REQUIRED ACTIONS:
1 > Write out the portion of the wheelbarrow plans post that starts at "wooden wheelbarrow planter" and ends at "a little surprised).".
2 > According to the wheelbarrow plans post, why should readers go to the original 16th-century plans rather than Preston's version?

DOCUMENT TEXT:
Saturday, June 17, 2017

Wooden Wheelbarrow Plans for Dummy Woodworkers

wooden wheelbarrow planter
Wooden wheelbarrow
Our founder's sister is crafty... in the sense that she makes and sells "country" crafts and decor. Almost all her crafts are made of fabric, but country style also includes "rustic" articles intended to look old-timey like, say, the yard planter built to look like a nineteenth-century wooden wheelbarrow at left. If you wanted to build your own, you might Google "Plans for a Wooden Wheelbarrow,"¹ but Lord help you if you try to use the plans cribbed from an online Society for Creative Anachronism website by eHowian Robert Preston: you'd probably be disappointed (and more than a little surprised).

Preston's introduction defines a wheelbarrow, even making tangential reference to lever types (though the J-school graduate very likely doesn't remember simple machines from 5th grade science class). He then launches into an extremely detailed copy-reword-paste job of plans he found for a 16th-century wooden version of the wheelbarrow. We suggest, by the way, going to the original; which has pictures and instructions written by someone who understands them.

What originally caught our search team member's eye, however, was this entry in Robert's material list:
"2-foot-by-12-foot planks of wood"

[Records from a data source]
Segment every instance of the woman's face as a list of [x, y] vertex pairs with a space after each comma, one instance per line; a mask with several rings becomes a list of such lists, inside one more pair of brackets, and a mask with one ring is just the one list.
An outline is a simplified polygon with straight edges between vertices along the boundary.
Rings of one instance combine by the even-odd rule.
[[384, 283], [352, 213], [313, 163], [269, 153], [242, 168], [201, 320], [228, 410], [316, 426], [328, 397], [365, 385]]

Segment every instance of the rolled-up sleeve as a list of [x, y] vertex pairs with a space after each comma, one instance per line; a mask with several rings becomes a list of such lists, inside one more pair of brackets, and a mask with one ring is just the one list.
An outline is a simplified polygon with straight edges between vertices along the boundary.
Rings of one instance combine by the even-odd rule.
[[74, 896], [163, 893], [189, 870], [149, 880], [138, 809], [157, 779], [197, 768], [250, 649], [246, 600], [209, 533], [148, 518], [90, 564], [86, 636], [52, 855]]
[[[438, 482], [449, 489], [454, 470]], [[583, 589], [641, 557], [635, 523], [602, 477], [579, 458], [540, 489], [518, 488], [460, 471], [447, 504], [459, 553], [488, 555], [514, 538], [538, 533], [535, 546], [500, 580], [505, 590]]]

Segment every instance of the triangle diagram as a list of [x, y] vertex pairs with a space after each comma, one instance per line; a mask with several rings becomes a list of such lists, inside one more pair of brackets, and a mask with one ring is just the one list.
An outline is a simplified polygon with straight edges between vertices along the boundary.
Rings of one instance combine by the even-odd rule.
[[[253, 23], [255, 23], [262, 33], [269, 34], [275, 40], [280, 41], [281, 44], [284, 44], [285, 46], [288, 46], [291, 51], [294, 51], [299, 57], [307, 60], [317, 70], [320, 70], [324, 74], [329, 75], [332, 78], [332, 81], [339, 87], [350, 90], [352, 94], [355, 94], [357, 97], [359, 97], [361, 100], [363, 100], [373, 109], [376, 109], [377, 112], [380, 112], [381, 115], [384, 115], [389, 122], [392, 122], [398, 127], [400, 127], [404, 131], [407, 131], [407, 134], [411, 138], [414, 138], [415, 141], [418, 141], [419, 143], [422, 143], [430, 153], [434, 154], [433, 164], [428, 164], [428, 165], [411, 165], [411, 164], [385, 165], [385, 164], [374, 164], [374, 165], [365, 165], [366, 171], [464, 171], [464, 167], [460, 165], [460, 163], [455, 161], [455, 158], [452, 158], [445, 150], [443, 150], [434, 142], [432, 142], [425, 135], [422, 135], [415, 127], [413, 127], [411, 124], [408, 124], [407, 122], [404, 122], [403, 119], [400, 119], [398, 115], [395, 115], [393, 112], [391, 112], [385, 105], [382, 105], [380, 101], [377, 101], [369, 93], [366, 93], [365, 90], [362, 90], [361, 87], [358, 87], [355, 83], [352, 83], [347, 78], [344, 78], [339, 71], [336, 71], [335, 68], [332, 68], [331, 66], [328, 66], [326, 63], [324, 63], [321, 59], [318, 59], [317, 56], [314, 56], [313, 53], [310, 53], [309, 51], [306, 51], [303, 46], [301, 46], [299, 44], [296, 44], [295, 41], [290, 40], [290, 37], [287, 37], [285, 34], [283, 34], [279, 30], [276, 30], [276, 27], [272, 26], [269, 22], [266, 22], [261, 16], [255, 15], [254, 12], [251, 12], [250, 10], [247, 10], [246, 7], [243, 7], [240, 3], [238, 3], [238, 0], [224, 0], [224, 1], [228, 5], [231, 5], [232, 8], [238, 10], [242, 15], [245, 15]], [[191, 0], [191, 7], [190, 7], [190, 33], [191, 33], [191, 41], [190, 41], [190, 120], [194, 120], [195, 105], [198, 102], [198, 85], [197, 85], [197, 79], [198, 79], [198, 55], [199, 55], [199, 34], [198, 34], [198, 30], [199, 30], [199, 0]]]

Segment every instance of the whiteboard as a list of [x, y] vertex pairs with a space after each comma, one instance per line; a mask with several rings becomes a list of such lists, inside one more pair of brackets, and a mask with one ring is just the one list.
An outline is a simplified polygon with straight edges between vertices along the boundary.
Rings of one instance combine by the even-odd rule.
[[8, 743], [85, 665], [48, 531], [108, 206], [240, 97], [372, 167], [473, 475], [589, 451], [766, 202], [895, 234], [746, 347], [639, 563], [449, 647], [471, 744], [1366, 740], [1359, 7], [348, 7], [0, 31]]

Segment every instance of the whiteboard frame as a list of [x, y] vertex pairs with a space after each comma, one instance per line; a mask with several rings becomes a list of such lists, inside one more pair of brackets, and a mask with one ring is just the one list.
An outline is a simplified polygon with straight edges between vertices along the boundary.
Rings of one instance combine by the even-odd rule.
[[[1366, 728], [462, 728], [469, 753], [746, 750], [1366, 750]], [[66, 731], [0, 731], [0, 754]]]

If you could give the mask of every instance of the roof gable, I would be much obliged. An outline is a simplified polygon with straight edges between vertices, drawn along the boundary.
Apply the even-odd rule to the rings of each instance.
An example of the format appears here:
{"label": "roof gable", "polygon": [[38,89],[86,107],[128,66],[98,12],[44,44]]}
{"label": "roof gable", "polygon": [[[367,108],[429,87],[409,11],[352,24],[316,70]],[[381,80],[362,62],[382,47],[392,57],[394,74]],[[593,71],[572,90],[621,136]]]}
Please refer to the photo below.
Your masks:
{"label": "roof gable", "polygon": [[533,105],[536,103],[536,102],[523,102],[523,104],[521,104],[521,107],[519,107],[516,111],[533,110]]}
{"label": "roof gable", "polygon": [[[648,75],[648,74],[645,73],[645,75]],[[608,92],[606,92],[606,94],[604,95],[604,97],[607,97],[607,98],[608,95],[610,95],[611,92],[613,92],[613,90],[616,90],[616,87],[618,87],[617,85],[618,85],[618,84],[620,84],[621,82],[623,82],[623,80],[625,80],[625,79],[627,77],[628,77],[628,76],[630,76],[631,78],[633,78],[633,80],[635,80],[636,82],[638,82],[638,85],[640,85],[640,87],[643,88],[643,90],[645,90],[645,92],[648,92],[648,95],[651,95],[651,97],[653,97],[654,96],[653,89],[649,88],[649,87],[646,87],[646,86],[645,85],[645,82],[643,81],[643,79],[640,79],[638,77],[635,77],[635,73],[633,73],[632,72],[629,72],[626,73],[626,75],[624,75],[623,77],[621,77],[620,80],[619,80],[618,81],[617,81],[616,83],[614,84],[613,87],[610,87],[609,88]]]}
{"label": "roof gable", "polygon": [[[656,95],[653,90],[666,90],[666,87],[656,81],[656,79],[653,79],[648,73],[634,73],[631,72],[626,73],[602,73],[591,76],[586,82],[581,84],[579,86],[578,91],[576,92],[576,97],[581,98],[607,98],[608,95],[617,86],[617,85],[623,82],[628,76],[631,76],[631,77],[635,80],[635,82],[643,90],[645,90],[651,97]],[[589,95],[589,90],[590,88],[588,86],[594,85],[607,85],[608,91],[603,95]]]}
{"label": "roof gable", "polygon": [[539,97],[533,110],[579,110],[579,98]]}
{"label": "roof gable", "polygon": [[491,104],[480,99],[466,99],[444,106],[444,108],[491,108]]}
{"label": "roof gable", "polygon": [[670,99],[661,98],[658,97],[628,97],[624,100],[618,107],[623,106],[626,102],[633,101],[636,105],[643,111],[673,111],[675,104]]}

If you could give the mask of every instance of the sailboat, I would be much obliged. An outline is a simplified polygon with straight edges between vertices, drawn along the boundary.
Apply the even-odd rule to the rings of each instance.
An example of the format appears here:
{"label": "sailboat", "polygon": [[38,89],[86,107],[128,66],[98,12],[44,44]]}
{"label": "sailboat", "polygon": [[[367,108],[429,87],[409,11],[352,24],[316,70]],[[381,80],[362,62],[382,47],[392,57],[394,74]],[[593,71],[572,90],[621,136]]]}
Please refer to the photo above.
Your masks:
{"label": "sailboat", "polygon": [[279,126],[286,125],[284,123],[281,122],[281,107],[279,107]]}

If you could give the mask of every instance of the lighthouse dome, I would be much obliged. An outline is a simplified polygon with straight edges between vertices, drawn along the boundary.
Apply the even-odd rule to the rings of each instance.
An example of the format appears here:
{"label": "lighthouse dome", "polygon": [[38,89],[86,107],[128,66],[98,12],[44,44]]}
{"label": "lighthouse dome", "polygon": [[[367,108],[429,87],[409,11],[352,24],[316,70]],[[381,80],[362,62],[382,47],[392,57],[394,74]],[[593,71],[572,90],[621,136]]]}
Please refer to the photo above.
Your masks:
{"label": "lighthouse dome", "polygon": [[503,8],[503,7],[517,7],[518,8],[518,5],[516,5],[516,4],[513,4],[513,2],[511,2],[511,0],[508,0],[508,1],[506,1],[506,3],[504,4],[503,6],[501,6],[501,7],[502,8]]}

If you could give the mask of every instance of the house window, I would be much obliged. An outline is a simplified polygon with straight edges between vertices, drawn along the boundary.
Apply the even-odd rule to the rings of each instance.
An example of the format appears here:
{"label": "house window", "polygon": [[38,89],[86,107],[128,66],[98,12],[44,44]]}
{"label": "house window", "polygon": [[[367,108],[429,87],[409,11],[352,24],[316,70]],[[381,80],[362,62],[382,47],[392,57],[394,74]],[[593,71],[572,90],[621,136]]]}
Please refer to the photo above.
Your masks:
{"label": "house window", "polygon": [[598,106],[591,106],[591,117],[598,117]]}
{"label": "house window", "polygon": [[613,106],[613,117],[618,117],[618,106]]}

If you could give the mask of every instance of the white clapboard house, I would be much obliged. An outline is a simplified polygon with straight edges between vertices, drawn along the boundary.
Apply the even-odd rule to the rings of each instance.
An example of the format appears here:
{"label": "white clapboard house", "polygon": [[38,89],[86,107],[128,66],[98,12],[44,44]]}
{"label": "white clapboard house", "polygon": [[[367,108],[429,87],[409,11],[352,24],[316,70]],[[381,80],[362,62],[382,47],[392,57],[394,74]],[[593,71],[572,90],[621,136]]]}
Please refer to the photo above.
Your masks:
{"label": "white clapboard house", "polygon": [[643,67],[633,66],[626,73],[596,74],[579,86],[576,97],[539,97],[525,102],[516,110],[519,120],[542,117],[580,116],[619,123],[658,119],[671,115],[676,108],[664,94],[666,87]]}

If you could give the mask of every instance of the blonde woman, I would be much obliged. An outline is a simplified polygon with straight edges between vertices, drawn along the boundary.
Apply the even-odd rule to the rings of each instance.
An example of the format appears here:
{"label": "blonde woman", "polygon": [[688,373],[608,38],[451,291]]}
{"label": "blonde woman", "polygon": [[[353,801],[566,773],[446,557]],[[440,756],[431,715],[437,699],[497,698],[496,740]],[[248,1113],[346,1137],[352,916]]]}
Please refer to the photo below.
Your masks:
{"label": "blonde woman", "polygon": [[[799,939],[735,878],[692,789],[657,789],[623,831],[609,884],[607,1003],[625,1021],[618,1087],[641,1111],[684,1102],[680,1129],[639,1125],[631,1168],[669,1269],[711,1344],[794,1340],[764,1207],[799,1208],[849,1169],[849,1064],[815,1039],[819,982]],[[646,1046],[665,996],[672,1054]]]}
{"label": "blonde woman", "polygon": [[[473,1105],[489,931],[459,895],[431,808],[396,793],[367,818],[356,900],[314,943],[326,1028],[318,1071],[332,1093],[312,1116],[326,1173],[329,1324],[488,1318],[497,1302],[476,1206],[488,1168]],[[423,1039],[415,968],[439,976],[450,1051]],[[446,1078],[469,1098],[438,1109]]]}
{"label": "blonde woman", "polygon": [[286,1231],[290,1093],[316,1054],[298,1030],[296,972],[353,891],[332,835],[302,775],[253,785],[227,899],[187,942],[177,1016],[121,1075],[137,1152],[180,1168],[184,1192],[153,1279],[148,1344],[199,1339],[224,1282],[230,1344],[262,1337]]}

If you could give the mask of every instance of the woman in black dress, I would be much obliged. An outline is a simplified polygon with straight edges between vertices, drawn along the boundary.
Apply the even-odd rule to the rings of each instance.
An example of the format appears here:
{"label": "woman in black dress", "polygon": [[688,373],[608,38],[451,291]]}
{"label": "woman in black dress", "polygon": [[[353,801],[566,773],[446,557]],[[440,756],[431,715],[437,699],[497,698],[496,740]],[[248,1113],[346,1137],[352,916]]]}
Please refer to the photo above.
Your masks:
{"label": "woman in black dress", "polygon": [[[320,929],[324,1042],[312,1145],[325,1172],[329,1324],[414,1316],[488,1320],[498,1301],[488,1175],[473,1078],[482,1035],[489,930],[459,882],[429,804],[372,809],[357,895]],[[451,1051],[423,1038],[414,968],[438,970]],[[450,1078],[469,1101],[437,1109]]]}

SOLUTIONS BELOW:
1 >
wooden wheelbarrow planter
Wooden wheelbarrow
Our founder's sister is crafty... in the sense that she makes and sells "country" crafts and decor. Almost all her crafts are made of fabric, but country style also includes "rustic" articles intended to look old-timey like, say, the yard planter built to look like a nineteenth-century wooden wheelbarrow at left. If you wanted to build your own, you might Google "Plans for a Wooden Wheelbarrow,"¹ but Lord help you if you try to use the plans cribbed from an online Society for Creative Anachronism website by eHowian Robert Preston: you'd probably be disappointed (and more than a little surprised).

2 > The original has pictures, and its instructions were written by someone who understands them. Preston's version is a copy-reword-paste job of those plans.